* **Extracted records**:
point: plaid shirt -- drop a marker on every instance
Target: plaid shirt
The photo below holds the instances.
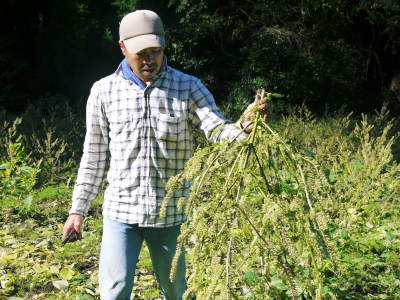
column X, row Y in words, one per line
column 146, row 136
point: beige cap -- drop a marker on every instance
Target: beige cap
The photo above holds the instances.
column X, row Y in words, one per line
column 141, row 29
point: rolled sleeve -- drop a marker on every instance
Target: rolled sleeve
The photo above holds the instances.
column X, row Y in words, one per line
column 207, row 116
column 94, row 158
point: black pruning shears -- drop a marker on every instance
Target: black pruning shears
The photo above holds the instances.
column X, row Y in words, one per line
column 72, row 236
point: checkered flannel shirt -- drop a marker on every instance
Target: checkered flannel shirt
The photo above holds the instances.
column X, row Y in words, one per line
column 146, row 136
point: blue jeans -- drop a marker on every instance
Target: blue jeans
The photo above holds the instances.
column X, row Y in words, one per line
column 120, row 248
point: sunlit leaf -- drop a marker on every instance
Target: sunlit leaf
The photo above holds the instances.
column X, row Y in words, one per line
column 67, row 273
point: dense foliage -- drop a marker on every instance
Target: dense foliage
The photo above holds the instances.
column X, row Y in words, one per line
column 306, row 207
column 309, row 214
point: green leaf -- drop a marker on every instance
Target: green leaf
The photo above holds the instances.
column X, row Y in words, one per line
column 277, row 283
column 60, row 284
column 251, row 278
column 67, row 273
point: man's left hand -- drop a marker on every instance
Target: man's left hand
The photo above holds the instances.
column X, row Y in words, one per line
column 259, row 105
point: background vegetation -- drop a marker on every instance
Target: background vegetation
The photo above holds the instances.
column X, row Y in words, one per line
column 336, row 62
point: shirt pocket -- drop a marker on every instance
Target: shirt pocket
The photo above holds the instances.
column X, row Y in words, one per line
column 118, row 123
column 169, row 128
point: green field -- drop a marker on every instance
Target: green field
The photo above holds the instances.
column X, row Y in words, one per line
column 245, row 240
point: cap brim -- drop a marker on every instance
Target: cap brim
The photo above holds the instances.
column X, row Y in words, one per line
column 138, row 43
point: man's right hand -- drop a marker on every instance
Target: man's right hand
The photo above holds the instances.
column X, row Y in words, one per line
column 74, row 221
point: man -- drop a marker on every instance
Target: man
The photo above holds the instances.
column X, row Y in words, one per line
column 139, row 119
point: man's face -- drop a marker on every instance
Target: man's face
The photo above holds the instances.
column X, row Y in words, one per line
column 145, row 64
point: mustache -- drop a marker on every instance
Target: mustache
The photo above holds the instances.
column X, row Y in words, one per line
column 148, row 67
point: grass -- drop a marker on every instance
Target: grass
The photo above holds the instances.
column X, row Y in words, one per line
column 33, row 260
column 35, row 265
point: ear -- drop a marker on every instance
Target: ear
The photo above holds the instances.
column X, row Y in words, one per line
column 122, row 47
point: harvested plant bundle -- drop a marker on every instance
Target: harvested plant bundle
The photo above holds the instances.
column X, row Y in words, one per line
column 260, row 220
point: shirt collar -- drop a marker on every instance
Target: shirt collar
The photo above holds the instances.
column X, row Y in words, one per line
column 130, row 75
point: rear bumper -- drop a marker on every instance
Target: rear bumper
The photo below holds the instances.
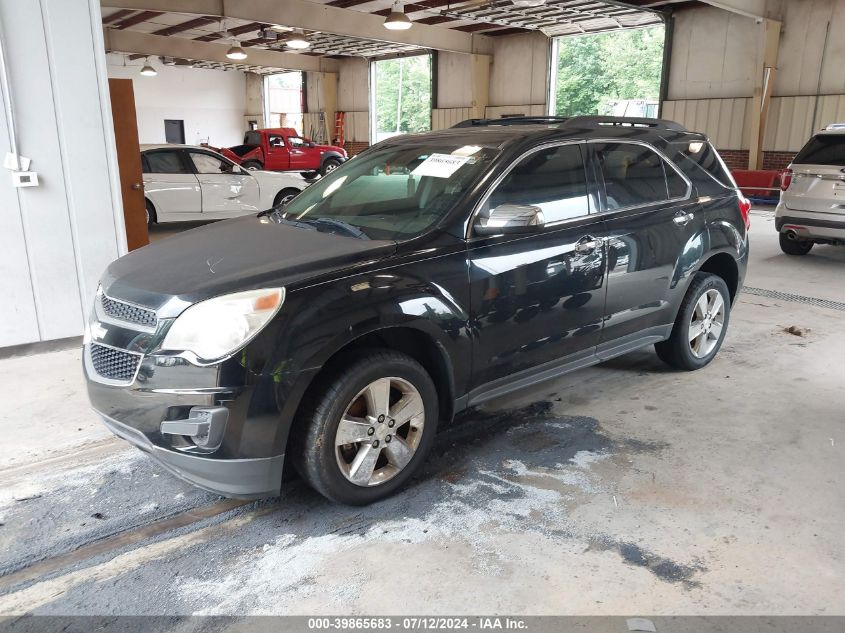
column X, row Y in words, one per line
column 809, row 224
column 239, row 478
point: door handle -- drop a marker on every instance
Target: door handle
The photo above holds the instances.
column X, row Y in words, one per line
column 682, row 219
column 587, row 244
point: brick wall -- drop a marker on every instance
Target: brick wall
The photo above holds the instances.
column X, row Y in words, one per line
column 355, row 147
column 735, row 158
column 777, row 160
column 774, row 161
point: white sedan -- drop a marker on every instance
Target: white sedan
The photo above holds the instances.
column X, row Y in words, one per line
column 185, row 183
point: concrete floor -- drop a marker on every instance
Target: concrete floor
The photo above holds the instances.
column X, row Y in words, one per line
column 625, row 488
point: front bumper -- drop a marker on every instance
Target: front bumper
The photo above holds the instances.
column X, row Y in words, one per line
column 239, row 478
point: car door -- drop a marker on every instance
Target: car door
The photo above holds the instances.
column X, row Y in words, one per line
column 170, row 183
column 227, row 190
column 299, row 153
column 538, row 298
column 278, row 156
column 656, row 236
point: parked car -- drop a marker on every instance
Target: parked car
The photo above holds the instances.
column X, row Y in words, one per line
column 283, row 149
column 183, row 183
column 812, row 201
column 431, row 274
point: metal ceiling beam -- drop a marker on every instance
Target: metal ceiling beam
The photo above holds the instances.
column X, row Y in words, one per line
column 318, row 17
column 123, row 41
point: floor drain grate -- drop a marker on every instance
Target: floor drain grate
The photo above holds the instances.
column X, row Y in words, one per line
column 786, row 296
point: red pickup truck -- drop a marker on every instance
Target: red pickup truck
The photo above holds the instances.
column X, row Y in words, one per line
column 282, row 149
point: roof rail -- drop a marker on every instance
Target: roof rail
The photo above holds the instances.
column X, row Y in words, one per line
column 512, row 120
column 577, row 121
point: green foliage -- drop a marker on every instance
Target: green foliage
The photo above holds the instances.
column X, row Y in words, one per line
column 409, row 97
column 593, row 70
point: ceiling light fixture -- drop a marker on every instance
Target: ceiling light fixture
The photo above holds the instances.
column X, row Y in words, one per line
column 298, row 41
column 236, row 52
column 147, row 70
column 396, row 19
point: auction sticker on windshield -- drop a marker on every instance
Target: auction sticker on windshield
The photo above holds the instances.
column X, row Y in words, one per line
column 440, row 165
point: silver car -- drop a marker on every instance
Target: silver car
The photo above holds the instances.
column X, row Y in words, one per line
column 812, row 201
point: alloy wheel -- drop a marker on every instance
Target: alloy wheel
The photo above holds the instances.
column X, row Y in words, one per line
column 379, row 432
column 706, row 323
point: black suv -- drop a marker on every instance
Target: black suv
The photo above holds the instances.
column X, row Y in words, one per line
column 427, row 275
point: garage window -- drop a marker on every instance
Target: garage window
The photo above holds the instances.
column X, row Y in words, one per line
column 166, row 162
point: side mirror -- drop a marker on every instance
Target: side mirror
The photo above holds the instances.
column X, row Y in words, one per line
column 508, row 219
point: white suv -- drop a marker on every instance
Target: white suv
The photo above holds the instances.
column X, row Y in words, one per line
column 812, row 201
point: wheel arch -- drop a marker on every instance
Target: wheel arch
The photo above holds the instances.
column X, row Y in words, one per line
column 152, row 208
column 407, row 339
column 723, row 265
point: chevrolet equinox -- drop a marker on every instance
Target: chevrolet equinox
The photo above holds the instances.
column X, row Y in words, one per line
column 427, row 275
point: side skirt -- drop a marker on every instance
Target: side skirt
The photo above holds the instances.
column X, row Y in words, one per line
column 555, row 369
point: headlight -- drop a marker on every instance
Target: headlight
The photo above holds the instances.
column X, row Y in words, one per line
column 217, row 327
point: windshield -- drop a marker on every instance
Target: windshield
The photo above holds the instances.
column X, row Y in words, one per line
column 825, row 149
column 392, row 193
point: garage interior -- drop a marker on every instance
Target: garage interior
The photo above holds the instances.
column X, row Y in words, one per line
column 623, row 489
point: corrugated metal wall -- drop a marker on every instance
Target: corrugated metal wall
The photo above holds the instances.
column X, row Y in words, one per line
column 727, row 122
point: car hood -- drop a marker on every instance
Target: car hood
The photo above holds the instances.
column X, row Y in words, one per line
column 231, row 256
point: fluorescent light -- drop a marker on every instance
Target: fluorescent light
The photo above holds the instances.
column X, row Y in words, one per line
column 236, row 52
column 397, row 20
column 298, row 41
column 147, row 70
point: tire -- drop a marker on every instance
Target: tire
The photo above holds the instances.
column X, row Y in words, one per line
column 151, row 215
column 794, row 247
column 285, row 196
column 707, row 295
column 351, row 393
column 330, row 164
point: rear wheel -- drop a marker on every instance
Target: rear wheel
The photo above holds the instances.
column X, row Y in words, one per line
column 792, row 246
column 150, row 211
column 285, row 196
column 701, row 324
column 367, row 428
column 329, row 165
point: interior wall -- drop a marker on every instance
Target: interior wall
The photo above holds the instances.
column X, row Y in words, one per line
column 353, row 98
column 519, row 71
column 58, row 237
column 212, row 103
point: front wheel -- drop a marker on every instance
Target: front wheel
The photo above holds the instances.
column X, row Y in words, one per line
column 367, row 428
column 794, row 246
column 330, row 165
column 701, row 324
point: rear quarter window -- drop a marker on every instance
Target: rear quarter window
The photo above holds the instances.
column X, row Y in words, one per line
column 824, row 149
column 700, row 162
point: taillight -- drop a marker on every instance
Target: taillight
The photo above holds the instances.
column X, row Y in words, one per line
column 745, row 210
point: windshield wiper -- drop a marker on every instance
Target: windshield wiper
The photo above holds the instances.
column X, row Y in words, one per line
column 329, row 222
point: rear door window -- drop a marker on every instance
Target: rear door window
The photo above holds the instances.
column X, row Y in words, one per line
column 166, row 162
column 635, row 175
column 824, row 149
column 552, row 179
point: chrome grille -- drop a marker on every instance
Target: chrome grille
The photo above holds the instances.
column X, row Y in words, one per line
column 128, row 312
column 114, row 364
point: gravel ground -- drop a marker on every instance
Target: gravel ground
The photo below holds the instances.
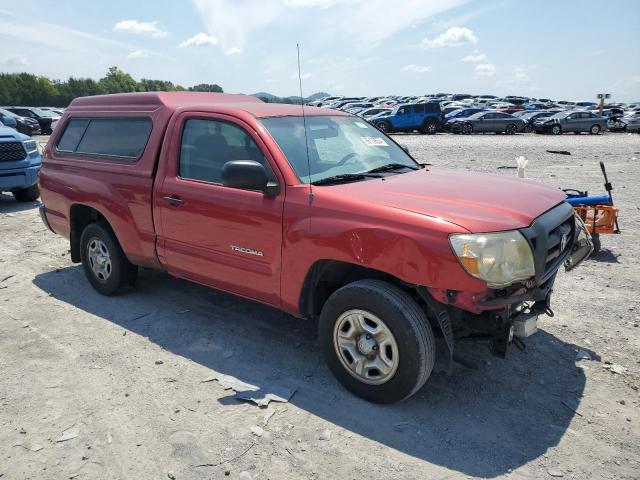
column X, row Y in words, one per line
column 94, row 387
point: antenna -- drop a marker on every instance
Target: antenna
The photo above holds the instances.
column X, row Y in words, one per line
column 304, row 123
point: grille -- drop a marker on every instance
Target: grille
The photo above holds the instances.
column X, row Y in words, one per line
column 555, row 247
column 546, row 236
column 12, row 152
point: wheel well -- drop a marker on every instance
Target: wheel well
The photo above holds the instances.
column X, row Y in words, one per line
column 327, row 276
column 80, row 216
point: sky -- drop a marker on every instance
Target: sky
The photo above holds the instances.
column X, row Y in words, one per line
column 571, row 50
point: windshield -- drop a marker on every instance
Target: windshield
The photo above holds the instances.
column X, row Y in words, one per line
column 337, row 145
column 44, row 113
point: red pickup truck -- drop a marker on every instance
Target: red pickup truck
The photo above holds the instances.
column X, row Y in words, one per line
column 322, row 216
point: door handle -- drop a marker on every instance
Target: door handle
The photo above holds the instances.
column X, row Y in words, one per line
column 173, row 200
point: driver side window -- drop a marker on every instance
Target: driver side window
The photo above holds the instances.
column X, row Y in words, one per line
column 208, row 144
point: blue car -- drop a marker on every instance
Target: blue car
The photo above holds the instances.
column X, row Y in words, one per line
column 20, row 163
column 408, row 117
column 449, row 118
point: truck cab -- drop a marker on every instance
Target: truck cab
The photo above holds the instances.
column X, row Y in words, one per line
column 20, row 163
column 424, row 117
column 314, row 212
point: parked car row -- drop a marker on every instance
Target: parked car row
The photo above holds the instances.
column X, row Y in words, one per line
column 462, row 113
column 31, row 120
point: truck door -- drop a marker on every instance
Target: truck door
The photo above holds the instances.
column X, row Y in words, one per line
column 402, row 118
column 224, row 237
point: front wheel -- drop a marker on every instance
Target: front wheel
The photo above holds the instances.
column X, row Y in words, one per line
column 377, row 341
column 430, row 128
column 28, row 194
column 105, row 264
column 384, row 127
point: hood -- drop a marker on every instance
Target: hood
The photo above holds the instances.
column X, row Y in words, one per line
column 475, row 201
column 9, row 134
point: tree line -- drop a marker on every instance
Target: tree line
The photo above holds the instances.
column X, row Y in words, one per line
column 31, row 90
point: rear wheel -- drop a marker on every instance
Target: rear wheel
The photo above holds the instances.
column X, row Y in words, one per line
column 377, row 341
column 430, row 127
column 105, row 264
column 28, row 194
column 384, row 127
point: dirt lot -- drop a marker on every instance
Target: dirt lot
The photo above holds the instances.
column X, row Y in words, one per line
column 94, row 387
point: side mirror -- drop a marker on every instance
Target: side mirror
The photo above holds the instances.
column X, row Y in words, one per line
column 249, row 175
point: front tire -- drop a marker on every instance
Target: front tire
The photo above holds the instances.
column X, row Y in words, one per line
column 430, row 127
column 28, row 194
column 105, row 264
column 384, row 127
column 377, row 341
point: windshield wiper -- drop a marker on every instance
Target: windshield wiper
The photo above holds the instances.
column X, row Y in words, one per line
column 344, row 178
column 392, row 166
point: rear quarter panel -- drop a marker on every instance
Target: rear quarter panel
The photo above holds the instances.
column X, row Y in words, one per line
column 120, row 190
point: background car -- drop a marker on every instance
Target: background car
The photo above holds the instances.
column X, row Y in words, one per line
column 26, row 126
column 425, row 117
column 372, row 112
column 488, row 122
column 43, row 117
column 571, row 121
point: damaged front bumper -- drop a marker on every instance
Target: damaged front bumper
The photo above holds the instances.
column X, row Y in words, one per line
column 557, row 238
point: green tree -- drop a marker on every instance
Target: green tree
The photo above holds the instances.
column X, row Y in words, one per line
column 117, row 81
column 205, row 87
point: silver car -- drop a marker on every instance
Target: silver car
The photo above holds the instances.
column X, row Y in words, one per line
column 571, row 121
column 485, row 122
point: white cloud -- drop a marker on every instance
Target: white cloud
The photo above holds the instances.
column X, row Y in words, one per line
column 417, row 68
column 453, row 37
column 485, row 70
column 314, row 3
column 14, row 61
column 138, row 54
column 149, row 29
column 199, row 40
column 520, row 76
column 475, row 57
column 304, row 76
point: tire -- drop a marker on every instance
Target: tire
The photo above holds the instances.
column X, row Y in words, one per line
column 413, row 346
column 384, row 127
column 118, row 274
column 28, row 194
column 430, row 127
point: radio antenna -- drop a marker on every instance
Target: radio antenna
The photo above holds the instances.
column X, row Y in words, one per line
column 304, row 123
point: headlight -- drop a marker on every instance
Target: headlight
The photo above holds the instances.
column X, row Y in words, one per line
column 30, row 146
column 499, row 259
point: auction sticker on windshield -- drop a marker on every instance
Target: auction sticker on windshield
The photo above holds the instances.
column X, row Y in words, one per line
column 374, row 142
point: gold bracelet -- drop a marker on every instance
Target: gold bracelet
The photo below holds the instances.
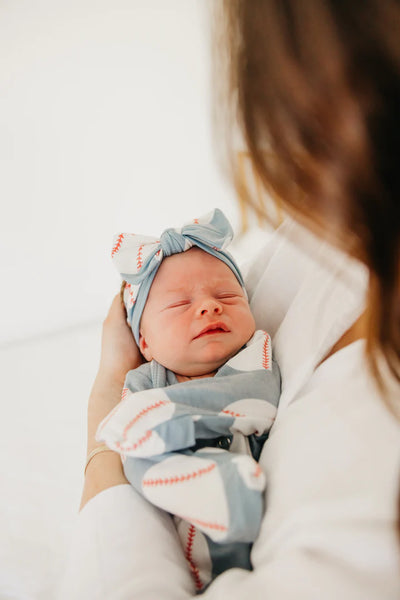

* **Problem to solve**: Rewrite the lines from the one containing "point: black suv" through the one containing "column 555, row 369", both included, as a numbered list without any blank lines.

* **Solution below**:
1. point: black suv -- drop a marker on every instance
2. Target: black suv
3. The photo above holds the instances.
4. column X, row Y in words, one per line
5. column 427, row 275
6. point: garage window -- drop a marker on every instance
7. Target: garage window
8. The photo above holds the instances.
9. column X, row Y in words, one per line
10. column 166, row 162
11. point: side mirror -- drop a marker on every instance
12. Target: side mirror
13. The photo above holds the instances.
14. column X, row Y in words, one per line
15. column 508, row 219
16. point: white suv -- drop a marker on every instance
17. Target: white suv
18. The photo above holds the instances.
19. column X, row Y in words, one per line
20. column 812, row 201
21. point: wheel arch -- drop a marker on every instance
22. Target: wheel arch
23. The photo above holds the instances.
24. column X, row Y in words, one per line
25. column 152, row 208
26. column 407, row 339
27. column 723, row 265
28. point: chevrolet equinox -- drop a marker on every instance
29. Target: chevrolet equinox
30. The photo above holds the instances.
31. column X, row Y in words, one per line
32. column 427, row 275
33. point: side skirt -- drop a marker on every instance
34. Target: side skirt
35. The photo above holds the instances.
36. column X, row Y in words, one per line
37. column 555, row 369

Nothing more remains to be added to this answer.